# THE TASK
The full listing is to be written out again, unchanged.

# PROVIDED INFORMATION
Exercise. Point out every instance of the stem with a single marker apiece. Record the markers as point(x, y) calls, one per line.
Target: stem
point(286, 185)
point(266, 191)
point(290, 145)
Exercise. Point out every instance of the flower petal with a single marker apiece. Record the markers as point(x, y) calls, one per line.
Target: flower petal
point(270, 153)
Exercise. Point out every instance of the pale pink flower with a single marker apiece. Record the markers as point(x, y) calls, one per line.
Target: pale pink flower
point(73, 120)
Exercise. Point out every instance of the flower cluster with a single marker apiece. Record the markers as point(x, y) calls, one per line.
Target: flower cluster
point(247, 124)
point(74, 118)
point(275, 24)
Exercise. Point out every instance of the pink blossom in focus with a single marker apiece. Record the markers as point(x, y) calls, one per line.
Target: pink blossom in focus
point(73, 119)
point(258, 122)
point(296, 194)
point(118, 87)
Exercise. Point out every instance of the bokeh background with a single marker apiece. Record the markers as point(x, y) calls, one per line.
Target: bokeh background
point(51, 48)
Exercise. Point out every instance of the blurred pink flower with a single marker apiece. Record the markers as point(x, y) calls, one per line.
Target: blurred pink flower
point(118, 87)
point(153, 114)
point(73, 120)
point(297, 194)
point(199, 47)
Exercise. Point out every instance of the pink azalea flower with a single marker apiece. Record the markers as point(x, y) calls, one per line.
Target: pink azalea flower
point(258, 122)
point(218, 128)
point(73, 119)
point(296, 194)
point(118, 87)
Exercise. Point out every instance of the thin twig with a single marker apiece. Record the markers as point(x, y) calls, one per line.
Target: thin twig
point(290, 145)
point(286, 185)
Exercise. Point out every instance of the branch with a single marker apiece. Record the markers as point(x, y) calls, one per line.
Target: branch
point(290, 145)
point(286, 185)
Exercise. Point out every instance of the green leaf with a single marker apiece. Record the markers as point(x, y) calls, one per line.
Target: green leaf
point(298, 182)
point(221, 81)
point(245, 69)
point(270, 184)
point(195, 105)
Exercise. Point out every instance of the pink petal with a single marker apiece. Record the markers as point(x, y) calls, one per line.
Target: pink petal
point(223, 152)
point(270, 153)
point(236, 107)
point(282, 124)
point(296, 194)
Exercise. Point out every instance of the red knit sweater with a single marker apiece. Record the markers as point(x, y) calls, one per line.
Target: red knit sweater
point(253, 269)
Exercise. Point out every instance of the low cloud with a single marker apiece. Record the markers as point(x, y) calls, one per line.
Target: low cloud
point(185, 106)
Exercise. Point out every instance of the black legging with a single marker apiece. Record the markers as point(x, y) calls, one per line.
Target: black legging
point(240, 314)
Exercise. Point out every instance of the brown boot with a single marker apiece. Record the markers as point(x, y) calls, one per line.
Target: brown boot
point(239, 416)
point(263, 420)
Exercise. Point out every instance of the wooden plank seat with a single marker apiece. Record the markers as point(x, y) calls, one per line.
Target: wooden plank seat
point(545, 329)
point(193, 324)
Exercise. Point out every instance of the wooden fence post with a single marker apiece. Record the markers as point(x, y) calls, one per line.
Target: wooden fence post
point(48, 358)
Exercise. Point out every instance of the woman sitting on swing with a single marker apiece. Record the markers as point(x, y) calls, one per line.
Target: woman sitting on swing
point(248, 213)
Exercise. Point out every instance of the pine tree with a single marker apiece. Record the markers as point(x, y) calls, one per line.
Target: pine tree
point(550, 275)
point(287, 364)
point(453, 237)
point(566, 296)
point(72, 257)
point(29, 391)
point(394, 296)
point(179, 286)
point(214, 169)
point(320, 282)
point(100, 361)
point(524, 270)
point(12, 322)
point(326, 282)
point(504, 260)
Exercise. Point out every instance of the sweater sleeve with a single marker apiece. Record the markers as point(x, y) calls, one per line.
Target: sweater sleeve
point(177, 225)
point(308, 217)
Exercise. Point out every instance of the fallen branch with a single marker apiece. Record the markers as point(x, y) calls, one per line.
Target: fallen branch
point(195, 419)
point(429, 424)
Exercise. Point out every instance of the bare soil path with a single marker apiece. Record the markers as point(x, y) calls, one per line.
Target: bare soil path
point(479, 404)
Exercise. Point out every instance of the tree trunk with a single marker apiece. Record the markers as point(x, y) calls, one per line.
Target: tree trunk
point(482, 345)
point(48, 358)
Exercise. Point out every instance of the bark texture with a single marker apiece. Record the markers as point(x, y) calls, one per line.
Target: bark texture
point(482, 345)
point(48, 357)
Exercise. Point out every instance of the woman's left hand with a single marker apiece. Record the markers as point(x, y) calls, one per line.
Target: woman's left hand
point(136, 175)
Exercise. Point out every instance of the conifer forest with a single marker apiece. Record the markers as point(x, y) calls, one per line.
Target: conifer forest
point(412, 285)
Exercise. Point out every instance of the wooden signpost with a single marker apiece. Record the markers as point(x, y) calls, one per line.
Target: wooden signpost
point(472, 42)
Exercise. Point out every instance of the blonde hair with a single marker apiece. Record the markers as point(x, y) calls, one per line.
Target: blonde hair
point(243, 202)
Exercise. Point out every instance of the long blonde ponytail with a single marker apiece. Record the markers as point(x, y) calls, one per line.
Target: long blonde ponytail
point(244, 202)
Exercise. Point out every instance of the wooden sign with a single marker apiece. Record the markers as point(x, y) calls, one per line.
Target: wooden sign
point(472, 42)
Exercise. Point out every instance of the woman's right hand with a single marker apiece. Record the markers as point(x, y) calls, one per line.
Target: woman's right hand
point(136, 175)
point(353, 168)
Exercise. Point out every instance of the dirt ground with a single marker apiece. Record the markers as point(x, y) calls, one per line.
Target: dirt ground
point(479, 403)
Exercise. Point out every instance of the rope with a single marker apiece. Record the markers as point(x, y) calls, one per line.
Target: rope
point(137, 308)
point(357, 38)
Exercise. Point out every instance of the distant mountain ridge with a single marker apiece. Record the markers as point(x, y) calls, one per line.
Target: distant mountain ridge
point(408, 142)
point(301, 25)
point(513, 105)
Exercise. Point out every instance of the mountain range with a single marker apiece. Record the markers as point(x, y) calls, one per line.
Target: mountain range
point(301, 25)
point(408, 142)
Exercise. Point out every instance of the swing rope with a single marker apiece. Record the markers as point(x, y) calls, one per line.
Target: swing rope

# ANSWER SECTION
Exercise. Point out every instance of the stem with a single marker apiece. Record the markers as point(x, y) calls, one per line.
Target: stem
point(286, 185)
point(266, 191)
point(290, 145)
Exercise. Point out every instance of the flower petal with a single marker apiece. Record the markers as point(x, y) calls, one per line.
Target: flower petal
point(270, 153)
Exercise. Point out every instance of the pale pink flower with a single marker apiece. Record the markers as point(x, y) calls, one per line.
Target: pale pink flower
point(73, 120)
Exercise. Point out every instance of the flower cluster with a single marker apiece. Record the markers as point(x, y) calls, one per line.
Target: flower cluster
point(247, 124)
point(74, 118)
point(275, 24)
Exercise. Point out every instance of the pink blossom in focus with a single marker apiece. Record the markers as point(x, y) calls, one per line.
Target: pink blossom in focus
point(73, 119)
point(258, 122)
point(296, 194)
point(118, 87)
Exercise. Point out every instance of the bokeh background with a single marker apiece. Record the markers as point(x, y) calls, one per line.
Target: bokeh background
point(51, 48)
Exercise. Point out every instance of the blurred pink flower with a single marker apiece. Record the markers as point(x, y) calls, one per line.
Target: blurred pink flower
point(118, 87)
point(153, 114)
point(73, 120)
point(297, 194)
point(199, 47)
Exercise. Point out every instance of the pink azalea flower with a single marker apiece. Record the markers as point(x, y) calls, one per line.
Target: pink azalea flower
point(258, 122)
point(218, 128)
point(73, 119)
point(296, 194)
point(118, 87)
Exercise. Point out every instance of the thin twig with a single marker apiece. Record the markers as point(x, y) calls, one per line.
Target: thin twig
point(290, 145)
point(286, 185)
Exercise. Point out every instance of the branch with a single marker apiece. Record the markers as point(x, y) calls, one per line.
Target: branch
point(290, 145)
point(286, 185)
Exercise. Point out every instance of the green leaf with a single marker apiece. Record the markers as point(x, y) calls, one per line.
Target: green leaf
point(298, 182)
point(221, 81)
point(245, 69)
point(270, 184)
point(195, 105)
Exercise. Point out every instance of the pink petal with a single marker apiece. Record the markers as point(x, y) calls, one per line.
Target: pink petal
point(223, 152)
point(270, 153)
point(236, 107)
point(282, 124)
point(296, 194)
Exercise. Point out every instance of the red knit sweater with a single marker apiece. Record the markers as point(x, y) calls, one per line.
Target: red knit sweater
point(253, 269)
Exercise. Point out every instance of the low cloud with a single marker apiece. Record the markers as point(x, y) calls, one per line.
Target: low cloud
point(185, 106)
Exercise. Point out every instance of the black legging with a single marker apiece. Record the markers as point(x, y) calls, one per line.
Target: black legging
point(240, 314)
Exercise. Point out every instance of the brown boot with a single marker apiece. Record the markers as point(x, y) calls, one per line.
Target: brown boot
point(239, 416)
point(263, 420)
Exercise. Point out every instance of the wooden plank seat with a single marker apiece. Record the markers as point(x, y) calls, one per line.
Target: wooden plank seat
point(545, 329)
point(193, 324)
Exercise. Point out every instance of the wooden fence post with a single marker apiece. Record the markers as point(x, y) calls, one per line.
Target: wooden fence post
point(48, 358)
Exercise. Point out every instance of the woman sitting on swing with a single marker apiece. Record the markers as point(x, y) calls, one per line.
Target: woman sitting on swing
point(248, 213)
Exercise. Point out every instance of the pine tree with a single marker apiece. Record the markers as point(x, y) calls, one per line.
Target: pine tree
point(550, 275)
point(287, 364)
point(453, 237)
point(566, 296)
point(72, 257)
point(29, 391)
point(394, 296)
point(179, 286)
point(214, 169)
point(320, 282)
point(100, 361)
point(524, 270)
point(12, 322)
point(326, 282)
point(504, 260)
Exercise. Point out every instance of the sweater sleeve with a single marker apiece. Record the markers as point(x, y) calls, one per line.
Target: sweater sleeve
point(177, 225)
point(308, 217)
Exercise. Point out every instance of the fallen branch with a single marker apiece. Record the markers as point(x, y) calls, one per line.
Target: fallen branch
point(195, 419)
point(429, 424)
Exercise. Point out every instance of the bare soil path with a single marker apiece. Record the markers as point(x, y) calls, one per line.
Target: bare soil path
point(479, 404)
Exercise. Point out every instance of the tree trunk with a single marker apiece. Record the markers as point(x, y) calls, one per line.
Target: tree trunk
point(482, 345)
point(48, 358)
Exercise. Point out every instance of the bark texture with a single marker apiece. Record the markers as point(x, y) calls, one per line.
Target: bark texture
point(482, 345)
point(48, 357)
Exercise. Point out every instance of the woman's left hand with a single marker apiece. Record the markers as point(x, y) calls, one per line.
Target: woman's left hand
point(136, 175)
Exercise. Point out every instance of the conifer forest with a single marker apiece. Record the markers as point(x, y) calls, one per line.
Target: conifer forest
point(412, 285)
Exercise. Point out every instance of the wooden signpost with a single marker apiece. Record the markers as point(x, y) calls, one per line.
Target: wooden signpost
point(472, 42)
Exercise. Point out every instance of the blonde hair with a single marker apiece. Record the markers as point(x, y) calls, one per line.
Target: blonde hair
point(243, 202)
Exercise. Point out every instance of the long blonde ponytail with a single marker apiece. Record the markers as point(x, y) calls, one per line.
Target: long blonde ponytail
point(244, 202)
Exercise. Point out every instance of the wooden sign with a single marker apiece. Record the markers as point(x, y) calls, one per line.
Target: wooden sign
point(472, 42)
Exercise. Point out every instance of the woman's right hand with a single marker apiece. Record the markers as point(x, y) calls, one per line.
Target: woman's right hand
point(136, 175)
point(353, 168)
Exercise. Point out every instance of the dirt ground with a single marker apiece. Record the markers as point(x, y) calls, one per line.
Target: dirt ground
point(479, 403)
Exercise. Point out every instance of the rope with a single marker apiece. Record the markers as point(x, y) calls, one per line.
Target: rope
point(137, 308)
point(357, 38)
Exercise. Point out every instance of the distant mountain ridge with a single marker apiece. Record the markers as point(x, y) calls, one per line.
Target: distant mountain ridge
point(408, 142)
point(301, 25)
point(513, 105)
Exercise. Point out every instance of the mountain range with a single marker apiece. Record the markers as point(x, y) calls, one per line.
Target: mountain range
point(301, 25)
point(408, 142)
Exercise. Point out every instance of the swing rope with a single marker apiece. Record the markers as point(x, y) calls, one per line.
Target: swing rope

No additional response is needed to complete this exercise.